● EXERCISE PROMPT:
Please format the entries below as a JSON list of strings, one string per line, with blank lines skipped and the pictures left out.
▼
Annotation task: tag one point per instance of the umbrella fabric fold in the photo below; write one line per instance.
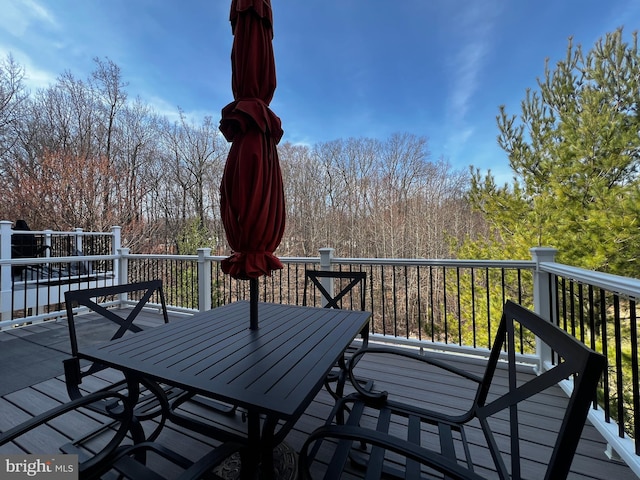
(251, 192)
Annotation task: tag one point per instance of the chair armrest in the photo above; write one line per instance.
(127, 463)
(401, 447)
(102, 458)
(424, 358)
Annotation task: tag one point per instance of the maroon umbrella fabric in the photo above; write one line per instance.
(251, 193)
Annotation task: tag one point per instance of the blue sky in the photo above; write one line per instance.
(346, 68)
▲
● RESPONSE TO THIS TASK:
[
  "Annotation task: tag one point per instance of the umbrella fabric fold in the photo below; write one line per instance.",
  "(251, 192)",
  "Annotation task: tag one point per instance of the chair armrest in the photo above; write one line per instance.",
  "(127, 463)",
  "(401, 447)",
  "(102, 458)",
  "(424, 358)",
  "Annotation task: tag one point per instance of the maroon umbrella fabric in the photo above; write one line per instance.",
  "(251, 193)",
  "Annotation task: tag one point per instance of the blue sky in the photo above; write one line per instance.",
  "(346, 68)"
]